* **Extrait cité**

En droit, l'article 147 du code de procédure civile dispose: le juge doit limiter le choix de la mesure (d'instruction) à ce qui est suffisant pour la solution du litige, en s'attachant à retenir ce qui est le plus simple et le moins onéreux.

En fait, ainsi que l'a précédemment relevé le Tribunal avec pertinence, les pièces respectivement produites par les parties constituent des éléments suffisants pour permettre à la Cour d'apprécier les demandes indemnitaires dont elle est saisie par Jerry X... et Maître F... ès qualités, sans que le recours à une mesure d'expertise soit nécessaire pour la solution du litige.

2 - sur la demande d'indemnisation du préjudice invoqué au nom de la SARL AFRICANESSENCE

Maître F... ès qualités fait valoir, en substance:

- que l'accident du 12/05/2010 aurait interrompu toute la réalisation de la stratégie commerciale prévue par son gérant Jerry X...,

- qu'au moment de l'accident, le bon à tirer du premier livre de la société d'édition venait d'être imprimé,

- que, du fait de l'accident et de l'impossibilité pour Jerry X... de se déplacer, le démarchage et la prospection des librairies et bibliothèques auraient été interrompus, la mise en place du jeu destiné à faire connaître la maison d'édition aurait été annulée, la promotion médiatique aurait été largement réduite, et la production de livres audio aurait été abandonnée,

- que la diffusion et la promotion réduites de ce premier ouvrage auraient impacté ses ventes alors qu'il aurait eu toutes les chances de rencontrer son public, compte tenu de l'accueil chaleureux que lui auraient réservé les médias, des commentaires positifs émis par ses lecteurs et de sa résonance avec l'actualité puisqu'il aurait été le seul livre de banalisation sur les indépendances africaines publié à l'occasion du cinquantenaire de celles-ci,

- que le démarchage des points de vente pour permettre la diffusion des livres n'aurait jamais pu être repris,

- que la directrice éditoriale n'aurait pas donné satisfaction et aurait dû être remplacée moyennant un salaire de 1.690€ par mois au dernier trimestre 2010, puis de 3.190€ par mois à partir de janvier 2011,

- qu'au vu des statistiques publiées sur les créations d'entreprise au premier semestre 2010, il s'en déduirait que la SARL AFRICANESSENCE aurait eu 76% de chance d'avoir une activité pérenne durant 3 ans après sa création,

La mandataire de justice représentant ladite SARL demande une indemnisation de 382.027,58€ correspondant, pour les 3 exercices 2010 à 2012, à la somme du résultat d'exploitation prévu par le business plan établi par Jerry X... et des charges fixes, avec application du ratio chiffres d'affaires prévu par le business plan / effectivement réalisé, puis application du taux de perte de chance de 76% précité, et avec actualisation à la valeur du SMIC de 2017.

* **Exercices**
1/ Répondez à chaque question d'après l'extrait cité, sur une ligne marquée de la même lettre.
(a) Quel article du code de procédure civile est cité au début ?
(b) À partir de janvier 2011, quel salaire mensuel est mentionné pour le remplacement de la directrice éditoriale ?
(c) Quel montant d'indemnisation la mandataire de justice demande-t-elle ?
2/ Mettez à jour l'extrait cité. Reprenez le passage qui commence par « La mandataire de » et se poursuit jusqu'à « SMIC de 2017. », en remplaçant partout « business plan » par « plan d'affaires ».

* **Données fournies**
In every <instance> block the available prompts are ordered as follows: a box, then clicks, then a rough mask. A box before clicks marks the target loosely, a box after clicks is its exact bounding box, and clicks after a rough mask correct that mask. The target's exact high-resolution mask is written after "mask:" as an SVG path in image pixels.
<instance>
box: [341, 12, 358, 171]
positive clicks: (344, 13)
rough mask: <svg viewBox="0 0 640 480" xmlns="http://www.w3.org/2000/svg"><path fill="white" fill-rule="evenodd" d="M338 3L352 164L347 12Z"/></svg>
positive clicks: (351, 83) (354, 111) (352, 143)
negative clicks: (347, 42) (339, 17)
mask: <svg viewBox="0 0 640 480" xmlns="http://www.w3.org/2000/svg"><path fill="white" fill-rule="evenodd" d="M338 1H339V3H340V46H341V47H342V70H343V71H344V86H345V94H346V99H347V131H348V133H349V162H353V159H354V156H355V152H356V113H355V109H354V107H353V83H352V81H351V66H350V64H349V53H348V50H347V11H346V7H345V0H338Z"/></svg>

* **Réponses attendues**
1/
(a) L'article 147.
(b) 3.190 € par mois.
(c) 382.027,58 €.

2/
La mandataire de justice représentant ladite SARL demande une indemnisation de 382.027,58€ correspondant, pour les 3 exercices 2010 à 2012, à la somme du résultat d'exploitation prévu par le plan d'affaires établi par Jerry X... et des charges fixes, avec application du ratio chiffres d'affaires prévu par le plan d'affaires / effectivement réalisé, puis application du taux de perte de chance de 76% précité, et avec actualisation à la valeur du SMIC de 2017.